A word-for-word repetition of the records beneath this task is the expected answer.

====== Source information ======

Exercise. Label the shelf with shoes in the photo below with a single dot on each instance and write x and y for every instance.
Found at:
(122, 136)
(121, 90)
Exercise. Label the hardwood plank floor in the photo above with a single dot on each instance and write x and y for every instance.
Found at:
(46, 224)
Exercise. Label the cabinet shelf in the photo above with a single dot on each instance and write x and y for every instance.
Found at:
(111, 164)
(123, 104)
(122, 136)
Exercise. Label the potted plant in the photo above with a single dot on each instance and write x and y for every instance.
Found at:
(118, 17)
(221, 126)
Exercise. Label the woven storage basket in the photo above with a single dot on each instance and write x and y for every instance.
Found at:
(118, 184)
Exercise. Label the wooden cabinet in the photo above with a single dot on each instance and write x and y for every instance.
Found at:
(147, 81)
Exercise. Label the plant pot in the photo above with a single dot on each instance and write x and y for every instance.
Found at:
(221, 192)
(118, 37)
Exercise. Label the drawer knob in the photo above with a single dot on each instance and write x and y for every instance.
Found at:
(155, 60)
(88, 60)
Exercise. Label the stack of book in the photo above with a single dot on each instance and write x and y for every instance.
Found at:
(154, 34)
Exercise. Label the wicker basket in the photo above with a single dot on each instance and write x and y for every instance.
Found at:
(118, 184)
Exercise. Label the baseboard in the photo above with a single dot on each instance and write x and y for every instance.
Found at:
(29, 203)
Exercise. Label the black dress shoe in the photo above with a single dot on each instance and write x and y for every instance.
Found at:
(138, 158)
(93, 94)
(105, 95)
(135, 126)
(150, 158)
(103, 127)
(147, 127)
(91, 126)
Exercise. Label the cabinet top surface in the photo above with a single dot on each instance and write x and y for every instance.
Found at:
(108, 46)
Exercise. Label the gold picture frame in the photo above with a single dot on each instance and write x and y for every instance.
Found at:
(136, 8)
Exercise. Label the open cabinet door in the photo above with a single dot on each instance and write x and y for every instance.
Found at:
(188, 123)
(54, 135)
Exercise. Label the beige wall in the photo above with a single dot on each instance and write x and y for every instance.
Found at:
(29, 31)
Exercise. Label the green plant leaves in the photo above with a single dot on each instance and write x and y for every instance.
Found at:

======

Task output:
Exercise. Label the shelf with shoes in the photo below with a single dot on each instance and write x and y for every instance.
Found at:
(122, 136)
(121, 90)
Exercise. Label the hardwood plank floor in the photo above with a single dot on each instance and write x and y for every instance.
Found at:
(46, 224)
Exercise. Label the cabinet shelf in the photo above with a single dot on each instance and write x and y for every instance.
Found at:
(111, 164)
(123, 104)
(122, 136)
Exercise. Label the potted plant in the photo above with a single dot on each instance and write x and y for every instance.
Found at:
(118, 17)
(221, 126)
Exercise. Label the woven storage basket in the photo above with a single dot on each instance and write x and y for every instance.
Found at:
(118, 184)
Exercise. Label the wooden cabinet in the photo above with a single dot on each instance and write x and y for every instance.
Found at:
(147, 81)
Exercise. Label the plant pot in the photo above with a single dot on each instance and write x and y for every instance.
Found at:
(221, 192)
(118, 37)
Exercise. Label the drawer knob in the photo above with a single dot on each instance and write x and y for every instance.
Found at:
(155, 60)
(88, 60)
Exercise. Label the stack of book in the photo above with a single dot on each instance and write x and y for every instance.
Found at:
(154, 34)
Exercise. Label the wicker basket in the photo above with a single dot on each instance and write x and y for every instance.
Found at:
(118, 184)
Exercise. Label the baseboard in the photo above with a single dot on each instance and write x and y for every instance.
Found at:
(29, 203)
Exercise. Label the black dress shoe in the photo above with a single dot on each instance and write x and y for every instance.
Found at:
(138, 158)
(93, 94)
(105, 95)
(135, 126)
(150, 158)
(103, 127)
(147, 127)
(91, 126)
Exercise. Label the cabinet top surface in the photo above with a single dot on each instance and write x and y for every instance.
Found at:
(108, 46)
Exercise. Label the gold picture frame in the photo above with a single dot on each instance and write x and y for every instance.
Found at:
(136, 8)
Exercise. Label the open cabinet door in the photo above with a single dot on each instance and write x and y for every instance.
Found at:
(188, 123)
(54, 135)
Exercise. Label the beige wall in the photo above with a single dot on each instance and write x and y for every instance.
Found at:
(29, 31)
Exercise. Label the green plant leaves in the photo above with a single dot on each instance and write x and y for every instance.
Found at:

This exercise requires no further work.